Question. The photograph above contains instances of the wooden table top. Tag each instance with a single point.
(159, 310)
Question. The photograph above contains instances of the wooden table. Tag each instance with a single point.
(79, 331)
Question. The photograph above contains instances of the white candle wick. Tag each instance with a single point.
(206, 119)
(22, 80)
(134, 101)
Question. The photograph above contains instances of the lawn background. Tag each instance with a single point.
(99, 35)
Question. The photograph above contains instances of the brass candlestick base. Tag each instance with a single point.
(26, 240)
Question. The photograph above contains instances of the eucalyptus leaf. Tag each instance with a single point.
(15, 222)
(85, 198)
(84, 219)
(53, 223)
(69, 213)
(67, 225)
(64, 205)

-*-*-

▶ [Aim]: Rewrite every line of the records above as a JSON list of strings, one string per line, leaving out blank lines.

▶ [Result for this exercise]:
[
  "Question. The photograph above contains instances of the wooden table top. Tag each instance with a single point.",
  "(159, 310)",
  "Question. The photograph above contains instances of the wooden table. Tag each instance with a single point.",
  "(79, 331)",
  "Question. The photograph above contains instances of the white candle wick. Tag each instance with a single point.",
  "(206, 119)",
  "(22, 80)",
  "(134, 101)",
  "Question. The photograph above contains instances of the lawn background. Tag each instance with a single point.",
  "(99, 35)",
  "Question. The photograph above contains instances of the brass candlestick base. Tag each instance with a single point.",
  "(26, 240)",
  "Question. The photograph above contains instances of the eucalyptus leaf. Tag each instance with a single point.",
  "(15, 222)",
  "(85, 198)",
  "(84, 219)",
  "(53, 223)",
  "(69, 213)",
  "(67, 225)",
  "(64, 205)"
]